PASSAGE
Printing and Assembly
Several of the parts are designed to be printed with a 0.12mm layer height rather than the standard 0.2mm for my printer. The back body part, back baffle, baffle ring 2 and the two drilling templates can be printed with the standard 0.2mm layer height. The front body part, baffle ring 3, inserts and flare ring have to be sliced and printed with a 0.12mm layer height.
All parts were printed with Technology Outlet deep black PLA. This filament has a fairly matt finish, so is good where you don’t want too much light bouncing around. All parts were printed with a print head temperature of 210°C and build plate temperature of 50°C.
The body back part was printed mount end to the build plate with no supports. The front part of the body was printed front end (EF mount) to the build plate with supports – this ensured that the stepped edge that overlaps the back part of the body printed cleanly.
The drilling templates could have been printed with just about any available filament. I used the same Technology Outlet PLA as for the main parts as it was already loaded in my printer.
The drilling templates snap on to the back of the lens mounts. The image below shows the templates on the mounts – M42/EF on the left (after drilling) and the M42/RF on the right (before drilling).
For the M42/EF mount the template has a little slot at the top and, looking from behind, the left hole should align with the locking slot on the mount. Three 1.6mm diameter holes were drilled using the other three holes in the template as guides. The three holes plus the centre of the locking slot were then countersunk on the front (lens side).
For the RF mount the slot in the template aligns so that it’s visible through the locking slot on the mount. For this one all four holes were drilled at 1.6mm. The template was then removed and the holes countersunk from the camera side. There’s not a lot of space between the protruding back of the mount and the holes, so countersinking was done by hand using a 3.5mm drill bit.
Beware: It’s very important that the countersinking is deep enough for the screw heads on the RF mount not to protrude at all. If they do they will foul the mount on the front of the camera and may damage it or jam when trying to remove the adapter. When fixing the M42/RF mount to the back of the adapter body, make sure the screw heads are better than flush before taking it anywhere near the camera mount!!
As the drilling and countersinking produce a fair bit of fine swarf and dust, both parts were washed in soapy water before assembly was started. The drilled and countersunk mounts are shown below:
After printing the front body part the supports were removed from the inside. The surface this left was pretty uneven, so I smoothed it down using a Dremel with a small sanding disk attachment. After sanding, the front body was washed in soapy water as I really didn’t want any of the the plastic dust to get inside my camera.

ACTION ITEM A
Restate word for word the part of the printing and assembly text starting at "Printing and Assembly" and ending at "temperature of 50°C.".

DATA TO USE
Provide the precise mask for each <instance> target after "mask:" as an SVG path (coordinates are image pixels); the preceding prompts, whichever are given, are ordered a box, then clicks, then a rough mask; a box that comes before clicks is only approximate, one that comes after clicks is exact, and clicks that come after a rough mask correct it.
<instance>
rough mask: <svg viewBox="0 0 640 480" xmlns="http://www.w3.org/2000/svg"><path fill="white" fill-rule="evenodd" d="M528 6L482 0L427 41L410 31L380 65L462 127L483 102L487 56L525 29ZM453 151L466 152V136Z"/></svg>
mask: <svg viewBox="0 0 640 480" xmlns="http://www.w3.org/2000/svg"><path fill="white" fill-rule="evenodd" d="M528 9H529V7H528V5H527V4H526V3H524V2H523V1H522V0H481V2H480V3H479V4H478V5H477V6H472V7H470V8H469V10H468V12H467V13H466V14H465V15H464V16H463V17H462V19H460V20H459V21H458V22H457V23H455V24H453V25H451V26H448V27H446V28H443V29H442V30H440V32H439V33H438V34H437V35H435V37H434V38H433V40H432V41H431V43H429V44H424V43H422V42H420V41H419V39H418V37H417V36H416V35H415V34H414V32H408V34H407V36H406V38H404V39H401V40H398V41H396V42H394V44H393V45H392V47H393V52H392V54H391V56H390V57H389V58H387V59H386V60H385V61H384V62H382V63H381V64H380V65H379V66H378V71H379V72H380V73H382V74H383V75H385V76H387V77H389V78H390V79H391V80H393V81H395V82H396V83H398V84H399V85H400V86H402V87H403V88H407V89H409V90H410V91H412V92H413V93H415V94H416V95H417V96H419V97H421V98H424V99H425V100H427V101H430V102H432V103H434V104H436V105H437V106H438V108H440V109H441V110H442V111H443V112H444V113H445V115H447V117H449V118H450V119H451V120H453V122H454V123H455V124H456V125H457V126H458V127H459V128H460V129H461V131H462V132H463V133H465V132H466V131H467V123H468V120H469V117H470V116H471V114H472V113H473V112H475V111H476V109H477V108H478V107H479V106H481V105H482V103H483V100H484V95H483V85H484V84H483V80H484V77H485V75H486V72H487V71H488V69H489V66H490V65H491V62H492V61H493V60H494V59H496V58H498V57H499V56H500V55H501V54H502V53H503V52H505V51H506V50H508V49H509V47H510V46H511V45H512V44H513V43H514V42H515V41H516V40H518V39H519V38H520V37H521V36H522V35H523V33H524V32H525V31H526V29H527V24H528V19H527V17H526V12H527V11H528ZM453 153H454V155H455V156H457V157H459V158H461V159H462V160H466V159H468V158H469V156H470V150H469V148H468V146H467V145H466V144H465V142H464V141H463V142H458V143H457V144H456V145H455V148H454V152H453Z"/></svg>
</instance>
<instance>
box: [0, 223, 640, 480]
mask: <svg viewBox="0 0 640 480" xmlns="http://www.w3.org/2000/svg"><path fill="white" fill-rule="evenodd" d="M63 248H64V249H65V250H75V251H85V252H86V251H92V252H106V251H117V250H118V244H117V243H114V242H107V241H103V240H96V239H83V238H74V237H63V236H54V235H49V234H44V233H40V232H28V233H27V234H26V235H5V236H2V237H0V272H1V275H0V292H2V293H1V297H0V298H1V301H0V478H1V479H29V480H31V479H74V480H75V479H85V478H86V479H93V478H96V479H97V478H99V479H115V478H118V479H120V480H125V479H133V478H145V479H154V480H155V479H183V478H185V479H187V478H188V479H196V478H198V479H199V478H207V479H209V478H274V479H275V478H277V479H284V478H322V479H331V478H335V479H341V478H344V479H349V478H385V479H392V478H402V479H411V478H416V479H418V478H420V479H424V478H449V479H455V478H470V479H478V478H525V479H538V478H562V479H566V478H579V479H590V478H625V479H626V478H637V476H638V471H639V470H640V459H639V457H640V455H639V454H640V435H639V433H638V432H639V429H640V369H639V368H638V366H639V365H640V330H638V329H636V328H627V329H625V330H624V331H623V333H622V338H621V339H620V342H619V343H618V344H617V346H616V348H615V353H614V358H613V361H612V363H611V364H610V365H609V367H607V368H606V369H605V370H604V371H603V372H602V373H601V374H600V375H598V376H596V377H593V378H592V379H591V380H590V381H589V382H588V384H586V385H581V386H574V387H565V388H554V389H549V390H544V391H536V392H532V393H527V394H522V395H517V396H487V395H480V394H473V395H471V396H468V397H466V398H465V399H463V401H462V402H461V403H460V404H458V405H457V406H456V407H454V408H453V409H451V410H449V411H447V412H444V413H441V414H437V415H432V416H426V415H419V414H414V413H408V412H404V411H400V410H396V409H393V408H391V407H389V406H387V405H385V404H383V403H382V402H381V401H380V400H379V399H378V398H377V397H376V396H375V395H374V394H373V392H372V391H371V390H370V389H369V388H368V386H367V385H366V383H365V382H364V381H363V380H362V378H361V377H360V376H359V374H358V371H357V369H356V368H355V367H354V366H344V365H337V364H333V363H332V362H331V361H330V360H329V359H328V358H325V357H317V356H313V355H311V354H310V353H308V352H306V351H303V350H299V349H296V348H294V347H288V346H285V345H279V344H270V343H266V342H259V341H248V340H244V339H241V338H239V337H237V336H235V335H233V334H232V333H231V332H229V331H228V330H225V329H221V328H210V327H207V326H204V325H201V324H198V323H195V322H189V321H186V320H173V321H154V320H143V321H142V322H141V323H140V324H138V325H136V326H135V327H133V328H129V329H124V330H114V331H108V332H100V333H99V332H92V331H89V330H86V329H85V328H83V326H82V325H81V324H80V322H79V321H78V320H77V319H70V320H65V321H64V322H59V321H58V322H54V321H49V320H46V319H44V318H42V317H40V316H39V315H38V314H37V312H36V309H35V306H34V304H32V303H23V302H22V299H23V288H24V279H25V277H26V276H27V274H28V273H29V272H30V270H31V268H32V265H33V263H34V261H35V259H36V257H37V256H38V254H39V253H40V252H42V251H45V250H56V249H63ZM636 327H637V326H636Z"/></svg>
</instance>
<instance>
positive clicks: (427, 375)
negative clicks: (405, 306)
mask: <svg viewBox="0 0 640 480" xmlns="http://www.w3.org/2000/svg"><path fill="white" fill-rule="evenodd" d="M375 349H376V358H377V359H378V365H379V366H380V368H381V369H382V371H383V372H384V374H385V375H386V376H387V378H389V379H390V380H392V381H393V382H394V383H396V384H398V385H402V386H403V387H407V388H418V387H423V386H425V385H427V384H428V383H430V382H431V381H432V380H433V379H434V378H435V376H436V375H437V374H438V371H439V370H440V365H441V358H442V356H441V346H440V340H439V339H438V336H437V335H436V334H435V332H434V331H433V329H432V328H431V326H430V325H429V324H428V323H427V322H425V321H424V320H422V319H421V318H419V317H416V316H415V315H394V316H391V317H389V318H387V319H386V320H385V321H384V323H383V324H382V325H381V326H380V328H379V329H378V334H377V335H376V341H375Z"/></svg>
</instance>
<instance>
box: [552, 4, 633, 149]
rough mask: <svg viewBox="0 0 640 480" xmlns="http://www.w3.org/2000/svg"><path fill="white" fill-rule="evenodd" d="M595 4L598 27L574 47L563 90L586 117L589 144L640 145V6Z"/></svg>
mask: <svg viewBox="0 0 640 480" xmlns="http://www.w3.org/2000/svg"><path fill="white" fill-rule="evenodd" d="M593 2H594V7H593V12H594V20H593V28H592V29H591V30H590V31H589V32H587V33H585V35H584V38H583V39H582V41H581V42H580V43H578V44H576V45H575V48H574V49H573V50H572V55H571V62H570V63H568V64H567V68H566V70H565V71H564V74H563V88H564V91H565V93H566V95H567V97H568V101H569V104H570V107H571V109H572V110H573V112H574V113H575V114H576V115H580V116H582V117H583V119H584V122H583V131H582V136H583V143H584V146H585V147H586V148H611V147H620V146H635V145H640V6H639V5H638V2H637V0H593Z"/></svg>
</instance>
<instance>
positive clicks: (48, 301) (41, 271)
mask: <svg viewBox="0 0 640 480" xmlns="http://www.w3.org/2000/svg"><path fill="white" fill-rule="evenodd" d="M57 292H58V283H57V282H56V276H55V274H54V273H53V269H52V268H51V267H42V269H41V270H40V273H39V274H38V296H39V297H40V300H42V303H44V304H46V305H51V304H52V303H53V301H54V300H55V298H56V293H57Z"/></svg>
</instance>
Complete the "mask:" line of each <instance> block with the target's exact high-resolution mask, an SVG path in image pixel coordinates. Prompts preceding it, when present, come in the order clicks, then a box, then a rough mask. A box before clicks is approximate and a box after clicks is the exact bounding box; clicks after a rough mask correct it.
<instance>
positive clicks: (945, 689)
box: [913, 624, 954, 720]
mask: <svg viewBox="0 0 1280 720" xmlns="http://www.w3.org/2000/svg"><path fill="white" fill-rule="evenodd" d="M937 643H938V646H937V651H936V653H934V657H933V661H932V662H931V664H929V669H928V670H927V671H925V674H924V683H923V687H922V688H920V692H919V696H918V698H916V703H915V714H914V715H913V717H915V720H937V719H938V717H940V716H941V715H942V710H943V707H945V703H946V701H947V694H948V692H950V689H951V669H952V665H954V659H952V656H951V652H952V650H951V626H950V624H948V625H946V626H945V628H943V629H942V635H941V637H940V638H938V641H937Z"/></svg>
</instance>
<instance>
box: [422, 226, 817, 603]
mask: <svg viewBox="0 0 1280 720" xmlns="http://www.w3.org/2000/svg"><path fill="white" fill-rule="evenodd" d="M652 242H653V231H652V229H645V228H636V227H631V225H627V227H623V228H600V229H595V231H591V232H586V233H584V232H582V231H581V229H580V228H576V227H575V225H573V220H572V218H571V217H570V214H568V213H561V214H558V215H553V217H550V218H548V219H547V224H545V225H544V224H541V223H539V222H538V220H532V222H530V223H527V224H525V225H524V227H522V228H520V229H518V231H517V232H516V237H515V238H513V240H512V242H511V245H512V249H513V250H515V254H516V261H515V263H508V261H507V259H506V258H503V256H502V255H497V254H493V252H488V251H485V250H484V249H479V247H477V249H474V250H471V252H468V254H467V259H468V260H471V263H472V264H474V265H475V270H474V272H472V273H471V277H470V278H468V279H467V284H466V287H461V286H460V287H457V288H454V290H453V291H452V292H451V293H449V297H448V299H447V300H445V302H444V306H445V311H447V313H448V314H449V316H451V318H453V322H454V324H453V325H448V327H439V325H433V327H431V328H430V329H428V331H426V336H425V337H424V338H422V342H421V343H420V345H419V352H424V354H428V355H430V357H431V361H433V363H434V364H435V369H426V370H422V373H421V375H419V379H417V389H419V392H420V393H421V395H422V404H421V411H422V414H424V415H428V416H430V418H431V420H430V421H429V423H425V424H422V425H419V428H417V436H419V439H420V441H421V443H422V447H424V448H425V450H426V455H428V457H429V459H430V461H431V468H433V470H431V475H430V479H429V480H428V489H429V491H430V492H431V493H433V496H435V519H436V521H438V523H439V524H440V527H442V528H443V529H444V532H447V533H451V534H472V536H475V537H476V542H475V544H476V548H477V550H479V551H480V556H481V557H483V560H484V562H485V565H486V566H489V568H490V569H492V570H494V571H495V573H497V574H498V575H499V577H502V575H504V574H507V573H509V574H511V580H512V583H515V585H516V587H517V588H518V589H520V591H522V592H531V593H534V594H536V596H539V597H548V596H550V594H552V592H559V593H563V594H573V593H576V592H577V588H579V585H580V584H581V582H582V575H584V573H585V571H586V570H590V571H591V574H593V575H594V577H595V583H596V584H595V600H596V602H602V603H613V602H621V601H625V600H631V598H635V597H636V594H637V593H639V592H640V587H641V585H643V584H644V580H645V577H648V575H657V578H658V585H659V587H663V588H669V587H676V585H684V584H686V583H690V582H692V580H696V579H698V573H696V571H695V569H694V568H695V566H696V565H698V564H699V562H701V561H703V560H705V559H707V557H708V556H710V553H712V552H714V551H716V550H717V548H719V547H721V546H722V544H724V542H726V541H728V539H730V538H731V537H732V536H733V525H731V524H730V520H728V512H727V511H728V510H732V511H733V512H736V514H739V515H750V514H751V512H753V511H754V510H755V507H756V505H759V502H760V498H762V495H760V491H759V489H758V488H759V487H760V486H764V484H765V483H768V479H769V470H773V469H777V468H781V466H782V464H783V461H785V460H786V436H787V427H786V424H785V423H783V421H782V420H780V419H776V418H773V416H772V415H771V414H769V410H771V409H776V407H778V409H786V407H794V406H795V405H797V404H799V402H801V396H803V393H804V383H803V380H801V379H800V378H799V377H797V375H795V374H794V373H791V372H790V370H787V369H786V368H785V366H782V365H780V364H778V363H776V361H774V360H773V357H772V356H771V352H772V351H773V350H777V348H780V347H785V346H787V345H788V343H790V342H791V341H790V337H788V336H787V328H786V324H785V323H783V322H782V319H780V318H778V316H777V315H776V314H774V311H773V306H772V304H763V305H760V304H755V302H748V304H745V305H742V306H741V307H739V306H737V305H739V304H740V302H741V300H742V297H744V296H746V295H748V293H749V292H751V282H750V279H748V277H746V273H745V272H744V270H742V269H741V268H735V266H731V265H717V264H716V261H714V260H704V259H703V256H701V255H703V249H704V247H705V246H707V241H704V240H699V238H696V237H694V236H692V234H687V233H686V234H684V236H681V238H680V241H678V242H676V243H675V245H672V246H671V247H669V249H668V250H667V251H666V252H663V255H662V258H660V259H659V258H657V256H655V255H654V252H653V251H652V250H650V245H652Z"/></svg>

ACTION ITEM B
Quote the records starting at their first line and ending at the line that contains "6L482 0L427 41L410", with both ends included.

WRITTEN RESPONSE A
Printing and Assembly
Several of the parts are designed to be printed with a 0.12mm layer height rather than the standard 0.2mm for my printer. The back body part, back baffle, baffle ring 2 and the two drilling templates can be printed with the standard 0.2mm layer height. The front body part, baffle ring 3, inserts and flare ring have to be sliced and printed with a 0.12mm layer height.
All parts were printed with Technology Outlet deep black PLA. This filament has a fairly matt finish, so is good where you don’t want too much light bouncing around. All parts were printed with a print head temperature of 210°C and build plate temperature of 50°C.

WRITTEN RESPONSE B
Provide the precise mask for each <instance> target after "mask:" as an SVG path (coordinates are image pixels); the preceding prompts, whichever are given, are ordered a box, then clicks, then a rough mask; a box that comes before clicks is only approximate, one that comes after clicks is exact, and clicks that come after a rough mask correct it.
<instance>
rough mask: <svg viewBox="0 0 640 480" xmlns="http://www.w3.org/2000/svg"><path fill="white" fill-rule="evenodd" d="M528 6L482 0L427 41L410 31L380 65L462 127L483 102L487 56L525 29ZM453 151L466 152V136Z"/></svg>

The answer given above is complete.